LISTING start

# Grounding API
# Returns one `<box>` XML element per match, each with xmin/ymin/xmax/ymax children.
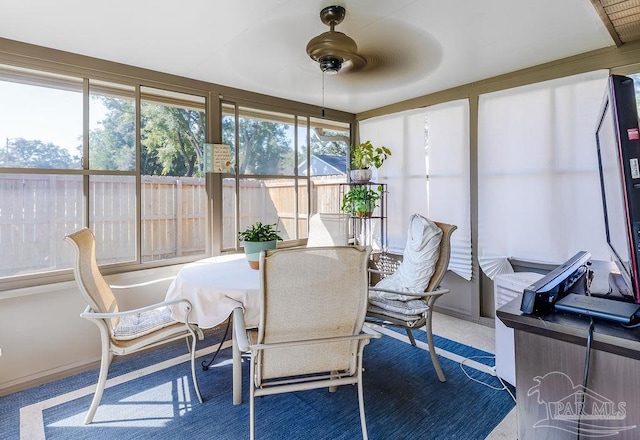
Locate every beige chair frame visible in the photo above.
<box><xmin>65</xmin><ymin>228</ymin><xmax>204</xmax><ymax>424</ymax></box>
<box><xmin>367</xmin><ymin>222</ymin><xmax>458</xmax><ymax>382</ymax></box>
<box><xmin>233</xmin><ymin>246</ymin><xmax>381</xmax><ymax>440</ymax></box>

LISTING end

Rewrite the material with every "beige" swapped for "gray" and everything else left unchanged, and omit the pictures from your answer.

## [EXERCISE RESULT]
# Grounding API
# Returns one `<box>` XML element per match, each with xmin/ymin/xmax/ymax children.
Locate every gray chair frame visible in the photo above.
<box><xmin>65</xmin><ymin>228</ymin><xmax>204</xmax><ymax>424</ymax></box>
<box><xmin>367</xmin><ymin>222</ymin><xmax>458</xmax><ymax>382</ymax></box>
<box><xmin>233</xmin><ymin>246</ymin><xmax>381</xmax><ymax>440</ymax></box>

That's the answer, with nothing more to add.